_Extrait du document_:
▽

Tout d'abord le terme clivage est-il approprié ? De l'extrême gauche à l'extrême droite en passant par la gauche anticapitaliste, la social-démocratie, le centre-gauche, le centre-centre, le centre-droit, la droite modérée, la droite dure il y a toute une gradation. Je préfère parler d'axe gauche-droite (axe au sens mathématique).
Cette histoire de gauche et droite est bizarre. Le sens de l'histoire est intuitivement perçu comme allant de gauche à droite dans le sens de l'écriture. Alors pourquoi place-t-on les progressistes à gauche, vers le passé, et les conservateurs à droite, vers l'avenir ? Bon il est trop tard pour changer maintenant.
L'axe "gauche-droite" est-il pertinent aujourd'hui ? L'a-t-il été autrefois ?
Prenons le cas du pape François. Sur le plan économique il est très à gauche. Sur le plan de l'immigration aussi. Mais sur le plan des mœurs il est très conservateur.
Macron serait plutôt à gauche au sujet de la colonisation (ça ne lui coûte pas cher, il n'était pas né), mais à droite pour le reste. Lequel est le plus à droite ?
Visiblement en 2020 l'axe gauche-droite est insuffisant.

△

_Objectif fixé 1_:
Les affirmations (a), (b) et (c) concordent-elles avec le texte sur l'axe gauche-droite ? Répondez par oui ou par non, en citant à l'identique les mots du texte qui tranchent.
(a) Le texte préfère parler d'axe gauche-droite plutôt que de clivage.
(b) Le texte présente le pape François comme conservateur sur le plan économique.
(c) Le texte juge l'axe gauche-droite suffisant en 2020.
Le texte et le listing sont deux matériaux sans rapport entre eux.

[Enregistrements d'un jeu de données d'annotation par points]
▽

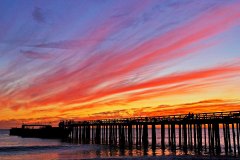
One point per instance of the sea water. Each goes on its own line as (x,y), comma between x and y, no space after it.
(16,148)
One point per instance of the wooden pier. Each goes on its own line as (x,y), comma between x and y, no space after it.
(198,132)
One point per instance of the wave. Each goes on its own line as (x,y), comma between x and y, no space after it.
(32,148)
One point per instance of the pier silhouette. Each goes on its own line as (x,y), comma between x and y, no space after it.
(199,132)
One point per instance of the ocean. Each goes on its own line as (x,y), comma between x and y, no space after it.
(17,148)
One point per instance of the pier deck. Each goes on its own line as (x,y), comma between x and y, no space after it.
(199,132)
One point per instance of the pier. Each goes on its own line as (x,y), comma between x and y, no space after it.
(200,132)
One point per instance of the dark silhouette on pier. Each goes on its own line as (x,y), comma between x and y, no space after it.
(199,132)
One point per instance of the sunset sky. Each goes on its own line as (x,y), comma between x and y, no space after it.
(113,58)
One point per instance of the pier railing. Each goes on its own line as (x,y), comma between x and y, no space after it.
(200,132)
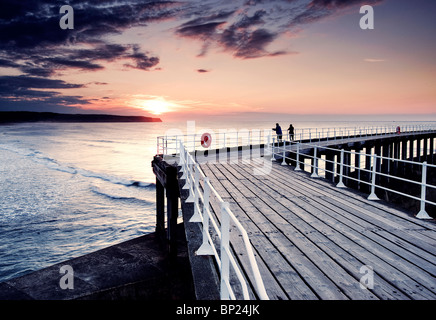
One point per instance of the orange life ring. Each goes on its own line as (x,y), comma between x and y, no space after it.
(206,140)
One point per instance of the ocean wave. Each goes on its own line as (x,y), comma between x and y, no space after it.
(119,195)
(51,163)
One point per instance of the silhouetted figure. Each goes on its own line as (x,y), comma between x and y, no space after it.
(279,132)
(291,132)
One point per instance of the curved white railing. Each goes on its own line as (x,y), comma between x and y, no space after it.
(168,145)
(200,193)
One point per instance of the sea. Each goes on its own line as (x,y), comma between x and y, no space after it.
(68,189)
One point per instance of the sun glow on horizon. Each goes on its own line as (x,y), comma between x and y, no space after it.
(155,106)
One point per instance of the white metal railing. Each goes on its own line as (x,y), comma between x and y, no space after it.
(280,151)
(201,193)
(169,145)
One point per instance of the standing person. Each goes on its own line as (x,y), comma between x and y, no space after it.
(279,132)
(291,132)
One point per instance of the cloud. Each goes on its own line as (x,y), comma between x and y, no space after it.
(247,28)
(374,60)
(32,43)
(25,91)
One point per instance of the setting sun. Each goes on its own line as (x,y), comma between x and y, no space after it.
(154,106)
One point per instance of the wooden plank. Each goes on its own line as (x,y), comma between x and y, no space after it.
(274,290)
(375,215)
(383,289)
(328,266)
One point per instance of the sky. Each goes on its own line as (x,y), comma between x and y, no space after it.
(203,58)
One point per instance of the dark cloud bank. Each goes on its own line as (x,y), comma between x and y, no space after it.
(32,42)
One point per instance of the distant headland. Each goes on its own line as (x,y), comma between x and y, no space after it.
(26,116)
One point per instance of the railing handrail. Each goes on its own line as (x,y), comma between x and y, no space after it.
(225,258)
(230,137)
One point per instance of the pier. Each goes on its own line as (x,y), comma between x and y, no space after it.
(260,227)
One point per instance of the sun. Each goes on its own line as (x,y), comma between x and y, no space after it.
(155,106)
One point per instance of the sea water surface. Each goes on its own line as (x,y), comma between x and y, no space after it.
(68,189)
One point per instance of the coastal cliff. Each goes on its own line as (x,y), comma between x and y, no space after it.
(24,116)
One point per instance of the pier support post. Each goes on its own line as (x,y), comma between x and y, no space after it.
(329,166)
(166,182)
(411,150)
(160,208)
(172,209)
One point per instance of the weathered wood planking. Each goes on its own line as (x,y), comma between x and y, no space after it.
(311,239)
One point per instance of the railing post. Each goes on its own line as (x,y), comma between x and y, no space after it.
(187,171)
(315,164)
(284,155)
(225,263)
(341,172)
(273,150)
(205,248)
(372,195)
(196,217)
(189,183)
(422,213)
(297,164)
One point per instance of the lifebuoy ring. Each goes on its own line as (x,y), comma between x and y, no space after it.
(206,140)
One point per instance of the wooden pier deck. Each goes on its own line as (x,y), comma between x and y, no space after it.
(312,239)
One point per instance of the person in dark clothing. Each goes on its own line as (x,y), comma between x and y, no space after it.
(279,132)
(291,132)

△

_Objectif fixé 2_: Relevez chaque ligne du listing qui contient le mot "ocean", en respectant la casse.

_Corrigé 1_:
(a) Oui : « Je préfère parler d'axe gauche-droite (axe au sens mathématique). »
(b) Non : « Sur le plan économique il est très à gauche. »
(c) Non : « Visiblement en 2020 l'axe gauche-droite est insuffisant. »

_Corrigé 2_:
One point per instance of the ocean. Each goes on its own line as (x,y), comma between x and y, no space after it.
One point per instance of the ocean wave. Each goes on its own line as (x,y), comma between x and y, no space after it.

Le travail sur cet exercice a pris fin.